> **Task prompt**
Could you write out again every line from the one containing "Tag every instance of the cracked" through the last line, leaving the wording untouched and shifting every coordinate by adding 16 to it?

◇ ◇ ◇ ◇ ◇

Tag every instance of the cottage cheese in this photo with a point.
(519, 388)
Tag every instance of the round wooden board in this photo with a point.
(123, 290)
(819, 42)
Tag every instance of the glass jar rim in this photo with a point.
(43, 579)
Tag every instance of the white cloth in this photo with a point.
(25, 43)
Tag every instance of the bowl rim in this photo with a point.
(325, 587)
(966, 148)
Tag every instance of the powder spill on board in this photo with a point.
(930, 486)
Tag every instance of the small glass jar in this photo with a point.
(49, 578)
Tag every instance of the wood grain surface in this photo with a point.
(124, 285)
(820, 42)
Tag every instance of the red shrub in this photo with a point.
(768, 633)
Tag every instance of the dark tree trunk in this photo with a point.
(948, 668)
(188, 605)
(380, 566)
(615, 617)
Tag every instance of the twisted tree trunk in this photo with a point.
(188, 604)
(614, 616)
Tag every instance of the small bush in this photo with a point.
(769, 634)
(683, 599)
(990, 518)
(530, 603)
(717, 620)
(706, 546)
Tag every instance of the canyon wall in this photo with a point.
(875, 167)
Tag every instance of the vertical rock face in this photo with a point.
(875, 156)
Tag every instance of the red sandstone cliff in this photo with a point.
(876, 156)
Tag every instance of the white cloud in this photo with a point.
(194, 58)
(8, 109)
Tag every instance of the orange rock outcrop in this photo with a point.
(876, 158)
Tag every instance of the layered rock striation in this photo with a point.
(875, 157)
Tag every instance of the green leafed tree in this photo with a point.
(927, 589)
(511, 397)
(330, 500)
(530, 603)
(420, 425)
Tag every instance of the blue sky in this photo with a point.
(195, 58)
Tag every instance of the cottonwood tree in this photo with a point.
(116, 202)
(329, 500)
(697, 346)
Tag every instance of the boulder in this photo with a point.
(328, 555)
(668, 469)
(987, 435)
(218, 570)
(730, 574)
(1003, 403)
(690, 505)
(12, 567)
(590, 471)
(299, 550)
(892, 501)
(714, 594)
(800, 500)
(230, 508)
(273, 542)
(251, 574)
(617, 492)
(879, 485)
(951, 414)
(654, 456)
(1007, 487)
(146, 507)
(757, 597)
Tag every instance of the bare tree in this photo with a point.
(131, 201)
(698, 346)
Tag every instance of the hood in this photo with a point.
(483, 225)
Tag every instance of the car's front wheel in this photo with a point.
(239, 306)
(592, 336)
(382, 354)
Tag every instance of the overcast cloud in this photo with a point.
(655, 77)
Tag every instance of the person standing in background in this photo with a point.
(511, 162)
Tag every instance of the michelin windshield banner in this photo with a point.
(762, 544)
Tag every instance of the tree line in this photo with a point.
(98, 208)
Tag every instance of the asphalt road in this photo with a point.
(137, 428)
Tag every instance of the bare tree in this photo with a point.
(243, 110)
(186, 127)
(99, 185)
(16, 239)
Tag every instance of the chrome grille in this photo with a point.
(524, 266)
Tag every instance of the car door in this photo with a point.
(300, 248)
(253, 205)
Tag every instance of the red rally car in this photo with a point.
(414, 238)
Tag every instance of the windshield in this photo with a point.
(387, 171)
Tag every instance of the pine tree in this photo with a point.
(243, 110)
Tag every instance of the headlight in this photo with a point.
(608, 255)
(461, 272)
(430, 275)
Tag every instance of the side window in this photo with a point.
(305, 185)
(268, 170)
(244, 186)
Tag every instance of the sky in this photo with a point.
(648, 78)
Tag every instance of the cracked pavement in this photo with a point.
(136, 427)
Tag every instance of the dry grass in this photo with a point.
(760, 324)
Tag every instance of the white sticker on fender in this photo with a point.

◇ ◇ ◇ ◇ ◇

> **Reply to the task**
Tag every instance of the cracked pavement in this photo with a point.
(152, 443)
Tag every instance of the dry grass in this photo with a point.
(776, 340)
Tag every instance of the white sticker on fender in this photo with a point.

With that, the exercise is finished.